▸ **QUOTED PASSAGE**
Issue No.01 - January (2010 vol.22)
pp: 120-133
Deke Guo , National University of Defense Technology, Changsha
Jie Wu , Florida Atlantic University, Boca Raton
Honghui Chen , National university of Defense Technology, Changsha
Ye Yuan , Northeastern University, Shen Yang
Xueshan Luo , National university of Defense Technology, Chagnsha
A Bloom filter is an effective, space-efficient data structure for concisely representing a set, and supporting approximate membership queries. Traditionally, the Bloom filter and its variants just focus on how to represent a static set and decrease the false positive probability to a sufficiently low level. By investigating mainstream applications based on the Bloom filter, we reveal that dynamic data sets are more common and important than static sets. However, existing variants of the Bloom filter cannot support dynamic data sets well. To address this issue, we propose dynamic Bloom filters to represent dynamic sets, as well as static sets and design necessary item insertion, membership query, item deletion, and filter union algorithms. The dynamic Bloom filter can control the false positive probability at a low level by expanding its capacity as the set cardinality increases. Through comprehensive mathematical analysis, we show that the dynamic Bloom filter uses less expected memory than the Bloom filter when representing dynamic sets with an upper bound on set cardinality, and also that the dynamic Bloom filter is more stable than the Bloom filter due to infrequent reconstruction when addressing dynamic sets without an upper bound on set cardinality. Moreover, the analysis results hold in stand-alone applications, as well as distributed applications.

▸ **PROBLEM 1**
Reproduce the collection entries below verbatim, leaving out the pictures.

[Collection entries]

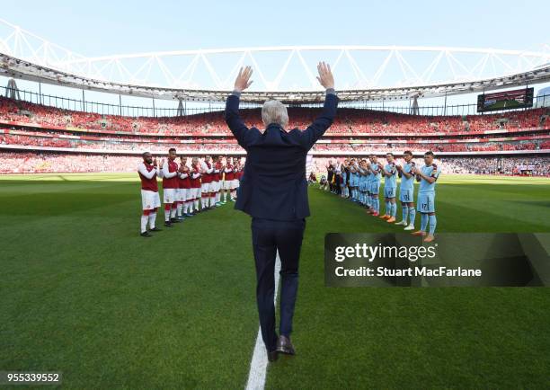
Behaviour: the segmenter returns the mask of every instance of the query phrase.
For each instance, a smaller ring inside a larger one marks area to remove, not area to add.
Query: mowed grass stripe
[[[68,189],[11,194],[0,212],[0,367],[59,369],[67,388],[243,387],[258,324],[249,218],[231,203],[146,240],[137,182]]]
[[[467,217],[464,207],[455,206],[466,200],[455,187],[439,184],[439,231],[550,231],[547,223],[497,218],[499,206],[491,202],[478,217]],[[472,199],[476,187],[471,185]],[[547,182],[544,187],[547,191]],[[528,199],[531,190],[522,189]],[[297,356],[270,367],[266,388],[547,387],[549,288],[325,288],[327,232],[398,229],[333,194],[312,188],[310,199],[293,334]],[[515,205],[498,193],[494,199]],[[533,218],[543,212],[516,207]]]
[[[145,240],[137,236],[136,175],[64,176],[0,184],[0,367],[61,369],[67,388],[244,386],[258,324],[249,217],[229,204]],[[446,180],[438,184],[438,231],[550,230],[544,218],[528,222],[546,210],[547,181],[503,181],[502,191],[482,192],[487,186],[476,181],[468,191]],[[510,188],[517,199],[505,194]],[[545,384],[547,288],[326,288],[326,233],[397,228],[309,192],[298,355],[270,367],[268,387]],[[487,209],[467,217],[466,198],[489,192]],[[512,206],[525,217],[498,218]]]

▸ **PROBLEM 2**
Answer these questions from the dynamic Bloom filter abstract above:
(a) Which university is Jie Wu affiliated with?
(b) What page range does the article occupy?
(c) How does the dynamic Bloom filter keep the false positive probability low?

▸ **SOLUTION 1**
Behaviour: the segmenter returns the mask of every instance of the query phrase.
For each instance, a smaller ring inside a larger one marks area to remove, not area to add.
Query: mowed grass stripe
[[[68,189],[11,194],[0,212],[0,367],[59,369],[67,388],[243,387],[258,324],[249,218],[231,203],[146,240],[137,182]]]
[[[467,217],[464,207],[455,206],[466,200],[455,187],[439,184],[439,231],[550,231],[547,223],[497,218],[499,206],[491,202],[478,217]],[[472,199],[476,187],[471,185]],[[547,182],[544,187],[547,191]],[[528,199],[531,190],[522,189]],[[297,356],[270,367],[266,388],[547,387],[549,288],[325,288],[327,232],[398,229],[333,194],[312,188],[310,199],[293,334]],[[515,205],[498,193],[494,199]],[[533,218],[543,212],[516,207]]]
[[[145,240],[137,236],[136,175],[64,176],[0,184],[0,367],[61,369],[67,388],[244,386],[258,324],[249,217],[229,204]],[[446,180],[438,184],[438,231],[550,230],[544,218],[528,222],[546,210],[547,181],[503,181],[502,191],[482,192],[487,186],[476,181],[468,191]],[[510,188],[517,199],[505,194]],[[545,384],[547,288],[326,288],[326,233],[397,228],[309,192],[298,355],[270,367],[268,387]],[[487,209],[467,217],[466,198],[489,192]],[[512,206],[525,217],[498,218]]]

▸ **SOLUTION 2**
(a) Florida Atlantic University, Boca Raton
(b) pp. 120-133
(c) By expanding its capacity as the set cardinality increases